Document section:
=== Begin Enclosure ===

Dental problems are a serious issue, limited dental coverage and high out-of-pocket costs reduce consumers' use of dental services. Consequences due to untreated dental problems include pain, tooth loss, gum disease and a host of other related complications. When children experience dental problems they find it difficult to eat, play and learn while adults with the same experience find it difficult to work. |
"Chronic tooth decay is the most common chronic disease among children and also affects a large number of adults." - http://ihea2011.abstractsubmit.org/sessions/131/
Research has showed a correlation between poor oral health and a higher incidence of diabetes, cardiovascular disease, pneumonia as well as Alzheimer's disease. Tooth decay is a preventable disease and is a low cost public health intervention that can play a major role in improving personal health as well as reduce long term costs on the health system in Canada.
Improving oral health is beneficial to any government seeking high returns on public investments. It is estimated that of the nearly $13 billion spent on dental services across Canada in 2009 while only approximately 5 per cent is publicly funded. In 2009 total spending on health care was over $180 billion and of that 70 per cent through public expenditures. In countries such as Japan and Norway approximately 75 per cent of dental care is covered by public funding. According to the recent Canadian Health Measures Survey 62.6% of Canadians have private dental insurance, 5.5% are publicly insured through government programs, while 31.9% pay for dental care completely out-of-pocket.

=== End Enclosure ===

Brief A:
Repeat the portion of the text about oral health in Canada that begins at the words "Improving oral health" and ends after "care completely out-of-pocket.".
Brief B:
In the text about oral health in Canada, what percentage of Canadians pay for dental care entirely out-of-pocket, according to the Canadian Health Measures Survey?
Rely only on the text about oral health in Canada.

Data excerpts:

=== Begin Enclosure ===

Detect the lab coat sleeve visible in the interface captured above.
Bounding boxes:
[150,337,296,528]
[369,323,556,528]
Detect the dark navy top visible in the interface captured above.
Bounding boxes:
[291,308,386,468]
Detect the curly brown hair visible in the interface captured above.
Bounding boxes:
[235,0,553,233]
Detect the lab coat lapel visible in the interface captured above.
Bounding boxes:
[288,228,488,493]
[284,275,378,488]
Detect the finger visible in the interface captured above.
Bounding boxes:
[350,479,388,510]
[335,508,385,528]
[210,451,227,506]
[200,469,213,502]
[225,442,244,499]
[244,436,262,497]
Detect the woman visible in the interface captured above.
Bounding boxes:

=== End Enclosure ===
=== Begin Enclosure ===

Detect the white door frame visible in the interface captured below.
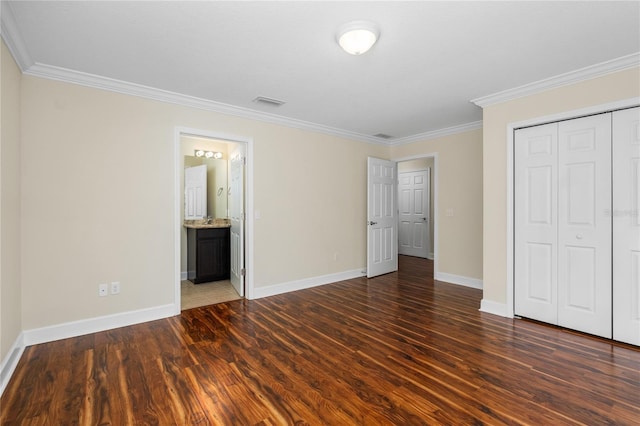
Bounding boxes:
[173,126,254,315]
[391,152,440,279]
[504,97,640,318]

=== End Enclosure ===

Worked solution A:
Improving oral health is beneficial to any government seeking high returns on public investments. It is estimated that of the nearly $13 billion spent on dental services across Canada in 2009 while only approximately 5 per cent is publicly funded. In 2009 total spending on health care was over $180 billion and of that 70 per cent through public expenditures. In countries such as Japan and Norway approximately 75 per cent of dental care is covered by public funding. According to the recent Canadian Health Measures Survey 62.6% of Canadians have private dental insurance, 5.5% are publicly insured through government programs, while 31.9% pay for dental care completely out-of-pocket.

Worked solution B:
31.9%